╔══
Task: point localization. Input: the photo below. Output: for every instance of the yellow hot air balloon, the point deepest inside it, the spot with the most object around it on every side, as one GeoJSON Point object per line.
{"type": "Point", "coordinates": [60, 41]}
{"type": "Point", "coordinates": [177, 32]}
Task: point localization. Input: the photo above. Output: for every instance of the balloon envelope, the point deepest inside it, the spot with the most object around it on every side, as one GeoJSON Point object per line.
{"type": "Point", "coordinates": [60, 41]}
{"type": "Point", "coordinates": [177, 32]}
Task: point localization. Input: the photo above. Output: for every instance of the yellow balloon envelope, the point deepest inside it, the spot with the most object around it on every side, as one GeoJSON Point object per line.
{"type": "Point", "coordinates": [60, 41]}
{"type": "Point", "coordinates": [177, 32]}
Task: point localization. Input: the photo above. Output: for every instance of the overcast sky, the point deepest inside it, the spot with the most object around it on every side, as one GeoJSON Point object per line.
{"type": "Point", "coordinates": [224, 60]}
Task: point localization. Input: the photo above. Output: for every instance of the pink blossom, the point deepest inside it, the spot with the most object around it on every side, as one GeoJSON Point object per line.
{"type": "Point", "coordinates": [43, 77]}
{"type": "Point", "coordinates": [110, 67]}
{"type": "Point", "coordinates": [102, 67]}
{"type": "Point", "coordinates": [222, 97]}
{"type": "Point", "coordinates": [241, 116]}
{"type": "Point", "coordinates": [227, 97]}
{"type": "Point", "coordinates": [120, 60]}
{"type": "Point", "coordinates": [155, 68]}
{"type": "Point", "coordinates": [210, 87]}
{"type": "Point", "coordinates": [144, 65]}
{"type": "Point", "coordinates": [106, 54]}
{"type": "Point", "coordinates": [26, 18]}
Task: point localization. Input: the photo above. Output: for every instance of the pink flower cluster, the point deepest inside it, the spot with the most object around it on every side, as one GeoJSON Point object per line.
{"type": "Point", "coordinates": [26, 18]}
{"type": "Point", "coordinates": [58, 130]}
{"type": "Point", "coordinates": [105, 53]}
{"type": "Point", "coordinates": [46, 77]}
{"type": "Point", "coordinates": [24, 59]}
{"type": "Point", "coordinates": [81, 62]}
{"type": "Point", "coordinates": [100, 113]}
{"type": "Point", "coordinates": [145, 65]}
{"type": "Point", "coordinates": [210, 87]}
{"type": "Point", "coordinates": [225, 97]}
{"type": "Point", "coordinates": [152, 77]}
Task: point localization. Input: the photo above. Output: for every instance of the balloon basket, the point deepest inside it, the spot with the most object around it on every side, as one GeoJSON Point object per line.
╚══
■ **Exercise requirements**
Using the records above, write out exactly the lines from the one containing "the pink flower" through the last, and add nothing.

■ **Answer to this exercise**
Task: point localization. Input: the photo above. Output: for every instance of the pink flower cluster, the point deepest inside it, the spot with the most object around it on every side, as one GeoJSON Point object per line.
{"type": "Point", "coordinates": [26, 18]}
{"type": "Point", "coordinates": [58, 130]}
{"type": "Point", "coordinates": [105, 53]}
{"type": "Point", "coordinates": [46, 77]}
{"type": "Point", "coordinates": [24, 59]}
{"type": "Point", "coordinates": [81, 62]}
{"type": "Point", "coordinates": [100, 113]}
{"type": "Point", "coordinates": [145, 65]}
{"type": "Point", "coordinates": [210, 87]}
{"type": "Point", "coordinates": [225, 97]}
{"type": "Point", "coordinates": [152, 77]}
Task: point localization. Input: the photo above. Output: for every instance of the balloon basket, the point deepest inside it, the spot with the most object around it on every side, as one GeoJSON Point object per line.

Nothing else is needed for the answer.